### Source text
--------------------------------------------------

Riddick gave some compelling advice, as well as talking about what he’s learned along the way:
“Dream big.
“Continue to be curious. Continue to ask questions and improve daily, even when you don’t know when the payoff is going to come. That is a skill that all of us need to develop and very few of us have. Most people can work when they know when the finish line is, when we can see out there in the distance what the payoff is going to be. Many people lose hope when they don’t know when the payoff will come.
“Let me tell you a cool story about how my career in media even started. Before I was hired at ESPN, I remember [the NFL] had this media training program. They called it the Broadcast Bootcamp. I believe they still have it at NFL Films in Mount Laurel, N.J. When I was transitioning from the front office and trying to figure out what I wanted to do with the second half of my career, I petitioned them. I wrote a letter to them to ask if I could be a part of that program, because I felt I had the skills to communicate football through the various media that existed. I got a letter back. I’ll never forget it. It said basically this: You’re not a big enough name. You didn’t have a big-enough career …
“Quite honestly, I was put flat on my back by that letter. Fast forward now, I’ve done the biggest events that media has to offer. I’ve done “Monday Night Football.” I’m a mainstay on the draft. I’m doing big-time college football. My point is this: Even when we don’t know when the payoff is going to come, continue to perfect your craft. Continue to dream. Continue to tap into the people who want to invest in you. Keep the people away from you who don’t want to invest in you, who don’t want to see you succeed. Find those people who believe in you. Seek them out. Keep them close. Keep your circle tight. Continue to gain knowledge and continue to progress.
“With your time and with your commitment and with the right people around you, you can become whatever you want to be. That’s just not hyperbole coming from someone like me, who grew up in southeastern Pennsylvania, in a trailer park with parents who barely combined to make $25,000 a year. I’m living proof of it.
“I wasn’t a Hall of Famer. I wasn’t a starting quarterback. When I first started at ESPN, I was getting $800 a show with no guarantee of shows. I used to have to use my paychecks [to pay expenses]. Now, we don’t have to expense anything.”
40-for-40
A recurring element in the column this year: a video memory of one of my favorite memories of 40 years covering pro football.

--------------------------------------------------

### Listed records
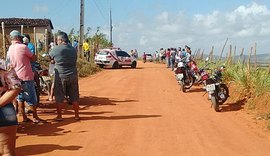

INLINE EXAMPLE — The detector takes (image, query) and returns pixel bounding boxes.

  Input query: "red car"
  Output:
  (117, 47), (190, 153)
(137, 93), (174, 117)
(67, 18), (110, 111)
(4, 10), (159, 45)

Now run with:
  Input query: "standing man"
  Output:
(83, 39), (90, 62)
(50, 32), (80, 121)
(8, 30), (44, 123)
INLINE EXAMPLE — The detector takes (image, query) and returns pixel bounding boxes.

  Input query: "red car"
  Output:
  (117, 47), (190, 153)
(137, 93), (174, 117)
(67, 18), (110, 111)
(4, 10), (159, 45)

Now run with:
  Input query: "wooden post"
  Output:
(254, 42), (257, 69)
(238, 48), (245, 61)
(44, 29), (49, 53)
(21, 25), (23, 35)
(247, 47), (253, 72)
(209, 46), (214, 62)
(219, 38), (228, 60)
(34, 27), (38, 59)
(227, 45), (232, 64)
(2, 22), (7, 59)
(53, 33), (56, 45)
(232, 46), (236, 64)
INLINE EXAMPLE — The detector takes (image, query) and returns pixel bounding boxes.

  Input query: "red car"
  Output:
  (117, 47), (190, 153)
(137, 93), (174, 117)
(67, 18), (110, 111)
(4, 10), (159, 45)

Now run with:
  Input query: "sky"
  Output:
(0, 0), (270, 55)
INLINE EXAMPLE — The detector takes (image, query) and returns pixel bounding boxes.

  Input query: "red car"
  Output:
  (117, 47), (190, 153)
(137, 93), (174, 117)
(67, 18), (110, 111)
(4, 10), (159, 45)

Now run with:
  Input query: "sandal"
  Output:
(54, 118), (63, 122)
(33, 119), (47, 123)
(22, 118), (32, 123)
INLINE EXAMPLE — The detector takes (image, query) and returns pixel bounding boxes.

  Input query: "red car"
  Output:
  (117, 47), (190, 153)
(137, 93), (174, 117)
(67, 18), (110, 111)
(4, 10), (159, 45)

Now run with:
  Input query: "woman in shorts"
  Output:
(0, 60), (21, 156)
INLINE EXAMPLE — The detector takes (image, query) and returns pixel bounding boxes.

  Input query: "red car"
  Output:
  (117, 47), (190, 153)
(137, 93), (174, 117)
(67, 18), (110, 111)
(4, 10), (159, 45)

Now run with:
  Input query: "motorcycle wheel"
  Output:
(217, 84), (229, 105)
(184, 75), (193, 89)
(211, 96), (220, 112)
(179, 80), (186, 93)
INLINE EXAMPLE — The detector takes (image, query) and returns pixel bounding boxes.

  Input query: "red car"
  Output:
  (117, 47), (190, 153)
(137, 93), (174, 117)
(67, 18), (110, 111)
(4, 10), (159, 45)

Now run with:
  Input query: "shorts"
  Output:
(0, 103), (18, 127)
(17, 81), (38, 106)
(54, 74), (79, 103)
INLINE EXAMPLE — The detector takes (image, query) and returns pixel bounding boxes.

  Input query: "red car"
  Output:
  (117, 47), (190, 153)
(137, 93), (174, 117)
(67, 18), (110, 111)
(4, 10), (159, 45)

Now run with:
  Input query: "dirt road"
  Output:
(17, 63), (270, 156)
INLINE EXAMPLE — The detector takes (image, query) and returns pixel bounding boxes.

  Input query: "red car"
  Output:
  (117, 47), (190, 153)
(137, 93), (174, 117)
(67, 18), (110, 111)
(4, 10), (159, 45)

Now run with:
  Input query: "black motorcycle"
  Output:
(205, 66), (229, 112)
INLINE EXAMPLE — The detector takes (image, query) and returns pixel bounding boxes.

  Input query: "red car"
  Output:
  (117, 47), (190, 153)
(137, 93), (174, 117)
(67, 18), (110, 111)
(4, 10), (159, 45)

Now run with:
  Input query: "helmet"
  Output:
(177, 62), (184, 68)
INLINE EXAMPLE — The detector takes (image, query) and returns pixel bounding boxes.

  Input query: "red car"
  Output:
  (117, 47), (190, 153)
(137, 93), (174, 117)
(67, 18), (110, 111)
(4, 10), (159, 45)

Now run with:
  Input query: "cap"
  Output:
(9, 30), (21, 37)
(23, 36), (29, 43)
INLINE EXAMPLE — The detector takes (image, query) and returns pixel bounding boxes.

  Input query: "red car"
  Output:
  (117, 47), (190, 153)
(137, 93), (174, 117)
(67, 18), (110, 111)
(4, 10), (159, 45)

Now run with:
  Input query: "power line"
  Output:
(93, 0), (107, 22)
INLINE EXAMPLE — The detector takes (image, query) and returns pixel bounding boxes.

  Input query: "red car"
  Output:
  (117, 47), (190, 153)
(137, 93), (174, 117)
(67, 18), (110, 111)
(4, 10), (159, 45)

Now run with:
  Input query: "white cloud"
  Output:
(114, 2), (270, 54)
(140, 36), (148, 46)
(33, 4), (48, 13)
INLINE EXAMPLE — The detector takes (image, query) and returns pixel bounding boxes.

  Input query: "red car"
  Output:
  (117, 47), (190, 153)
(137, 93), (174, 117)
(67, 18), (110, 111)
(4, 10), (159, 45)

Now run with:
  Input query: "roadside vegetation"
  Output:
(195, 43), (270, 130)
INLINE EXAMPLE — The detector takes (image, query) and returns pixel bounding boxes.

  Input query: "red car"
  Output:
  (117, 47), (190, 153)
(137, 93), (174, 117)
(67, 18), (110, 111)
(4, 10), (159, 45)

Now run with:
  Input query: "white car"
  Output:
(146, 54), (153, 62)
(95, 49), (137, 68)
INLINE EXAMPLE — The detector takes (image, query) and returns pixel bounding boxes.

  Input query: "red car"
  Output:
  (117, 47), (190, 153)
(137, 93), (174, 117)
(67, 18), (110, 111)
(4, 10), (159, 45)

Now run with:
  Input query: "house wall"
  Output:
(0, 26), (52, 58)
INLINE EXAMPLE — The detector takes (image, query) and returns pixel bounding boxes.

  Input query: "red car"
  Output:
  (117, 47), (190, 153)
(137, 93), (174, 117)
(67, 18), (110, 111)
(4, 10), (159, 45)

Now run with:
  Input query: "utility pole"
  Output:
(79, 0), (84, 57)
(110, 6), (113, 46)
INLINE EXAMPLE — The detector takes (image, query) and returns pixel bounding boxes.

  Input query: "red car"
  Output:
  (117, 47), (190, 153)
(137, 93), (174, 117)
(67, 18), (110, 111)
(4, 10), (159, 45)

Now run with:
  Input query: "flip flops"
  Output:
(22, 118), (32, 123)
(33, 119), (47, 123)
(54, 118), (63, 122)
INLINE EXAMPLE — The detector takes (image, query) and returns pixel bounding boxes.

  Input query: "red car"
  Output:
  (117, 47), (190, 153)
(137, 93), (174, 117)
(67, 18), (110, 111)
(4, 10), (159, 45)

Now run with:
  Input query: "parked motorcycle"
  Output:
(205, 66), (229, 112)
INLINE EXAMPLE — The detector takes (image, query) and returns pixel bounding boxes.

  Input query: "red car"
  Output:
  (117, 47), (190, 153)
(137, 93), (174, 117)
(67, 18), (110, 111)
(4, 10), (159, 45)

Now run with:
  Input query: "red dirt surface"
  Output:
(16, 63), (270, 156)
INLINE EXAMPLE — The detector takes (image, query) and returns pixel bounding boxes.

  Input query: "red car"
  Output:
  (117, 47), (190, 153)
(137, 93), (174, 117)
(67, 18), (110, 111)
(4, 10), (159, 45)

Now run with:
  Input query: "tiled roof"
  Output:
(0, 18), (53, 29)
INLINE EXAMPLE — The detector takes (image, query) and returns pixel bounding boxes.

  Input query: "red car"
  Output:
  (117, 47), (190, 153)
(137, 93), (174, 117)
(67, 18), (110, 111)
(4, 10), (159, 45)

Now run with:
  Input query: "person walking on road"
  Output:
(8, 30), (44, 123)
(49, 32), (80, 121)
(0, 60), (21, 156)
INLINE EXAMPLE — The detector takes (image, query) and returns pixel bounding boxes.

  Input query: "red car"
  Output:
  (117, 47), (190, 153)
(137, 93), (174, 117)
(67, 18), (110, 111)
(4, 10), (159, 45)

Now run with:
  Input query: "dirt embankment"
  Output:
(17, 63), (270, 156)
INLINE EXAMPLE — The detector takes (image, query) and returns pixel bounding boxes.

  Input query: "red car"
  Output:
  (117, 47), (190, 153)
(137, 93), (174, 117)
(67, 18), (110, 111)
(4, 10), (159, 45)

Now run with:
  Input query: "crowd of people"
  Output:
(0, 30), (80, 156)
(155, 45), (192, 70)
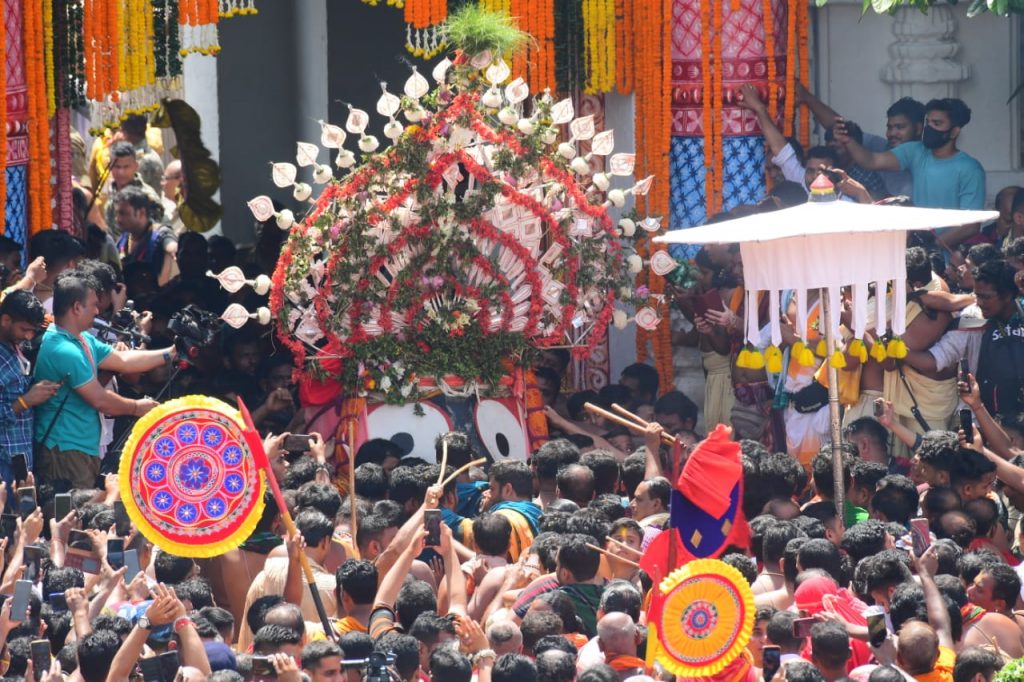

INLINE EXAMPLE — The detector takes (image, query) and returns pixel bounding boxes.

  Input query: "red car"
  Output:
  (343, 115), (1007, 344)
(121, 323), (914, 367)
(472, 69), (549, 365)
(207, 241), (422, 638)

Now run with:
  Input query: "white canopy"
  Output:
(654, 196), (998, 345)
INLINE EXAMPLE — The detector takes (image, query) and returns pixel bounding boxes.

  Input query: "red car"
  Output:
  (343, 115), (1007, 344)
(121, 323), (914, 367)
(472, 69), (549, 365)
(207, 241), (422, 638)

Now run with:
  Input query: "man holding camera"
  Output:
(35, 273), (176, 488)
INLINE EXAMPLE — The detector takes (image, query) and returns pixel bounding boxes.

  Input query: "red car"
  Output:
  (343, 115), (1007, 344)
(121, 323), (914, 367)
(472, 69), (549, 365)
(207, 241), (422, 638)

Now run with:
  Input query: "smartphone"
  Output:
(22, 545), (46, 584)
(53, 493), (71, 521)
(157, 650), (181, 682)
(124, 550), (142, 584)
(114, 500), (131, 538)
(252, 656), (278, 680)
(17, 486), (38, 521)
(46, 592), (68, 611)
(31, 639), (52, 682)
(961, 408), (974, 443)
(0, 514), (17, 540)
(957, 358), (971, 390)
(864, 606), (889, 646)
(10, 580), (32, 622)
(423, 509), (441, 547)
(910, 518), (932, 557)
(761, 644), (782, 682)
(106, 538), (125, 570)
(10, 455), (29, 482)
(138, 656), (162, 682)
(793, 617), (818, 639)
(283, 433), (309, 453)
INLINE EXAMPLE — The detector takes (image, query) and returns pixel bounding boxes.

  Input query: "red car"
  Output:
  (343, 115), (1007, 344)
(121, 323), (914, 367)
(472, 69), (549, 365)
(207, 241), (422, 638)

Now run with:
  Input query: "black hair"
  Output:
(842, 519), (887, 564)
(153, 550), (196, 585)
(335, 559), (378, 604)
(302, 640), (342, 671)
(298, 480), (341, 519)
(871, 474), (918, 525)
(654, 391), (697, 424)
(53, 272), (94, 316)
(490, 653), (540, 682)
(580, 450), (618, 496)
(0, 289), (46, 327)
(490, 460), (534, 499)
(555, 464), (594, 506)
(886, 97), (925, 123)
(621, 363), (659, 398)
(355, 462), (388, 502)
(430, 647), (473, 682)
(355, 438), (401, 466)
(974, 260), (1017, 297)
(953, 646), (1002, 682)
(529, 438), (580, 480)
(925, 97), (971, 128)
(601, 581), (643, 623)
(295, 509), (334, 547)
(394, 581), (437, 628)
(558, 532), (607, 583)
(77, 630), (121, 682)
(762, 521), (806, 568)
(811, 622), (852, 669)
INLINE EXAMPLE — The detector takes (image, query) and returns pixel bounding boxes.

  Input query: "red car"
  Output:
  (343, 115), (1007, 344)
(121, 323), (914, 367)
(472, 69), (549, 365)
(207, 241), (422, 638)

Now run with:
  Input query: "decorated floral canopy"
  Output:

--------------------------------------------------

### Tasks and exercises
A - According to the Riddick passage, how much was he paid per show when he first started at ESPN?
B - Copy the stretch of the Riddick passage from "Riddick gave some" through "payoff will come." word for word.
The records have no connection to the Riddick passage.

### Outputs
A - $800 a show, with no guarantee of shows.

B -
Riddick gave some compelling advice, as well as talking about what he’s learned along the way:
“Dream big.
“Continue to be curious. Continue to ask questions and improve daily, even when you don’t know when the payoff is going to come. That is a skill that all of us need to develop and very few of us have. Most people can work when they know when the finish line is, when we can see out there in the distance what the payoff is going to be. Many people lose hope when they don’t know when the payoff will come.